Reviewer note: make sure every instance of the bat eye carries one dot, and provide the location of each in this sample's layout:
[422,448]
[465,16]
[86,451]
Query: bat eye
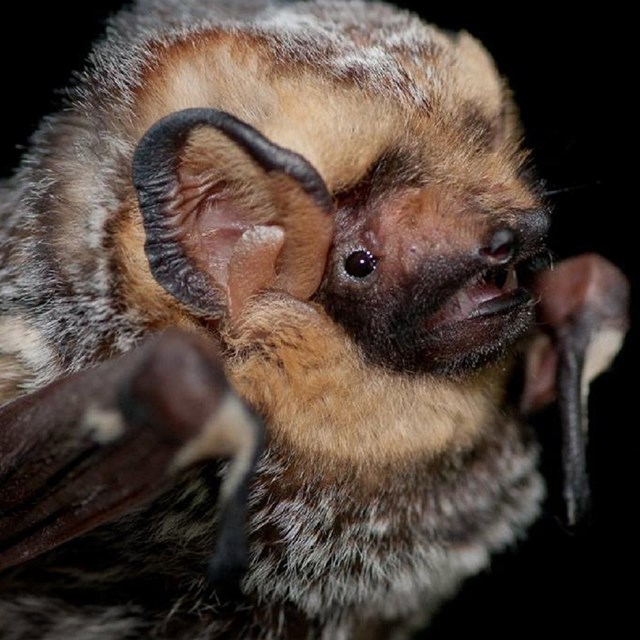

§ TASK DETAILS: Can you update these items by replacing "bat eye" with "owl eye" everywhere and leaving everything else unchanged? Omit the pictures from your answer.

§ THE OUTPUT:
Reviewer note: make sure every instance of the owl eye carries one dot, and provide the location of each in this sample's layout:
[422,448]
[465,16]
[86,451]
Query: owl eye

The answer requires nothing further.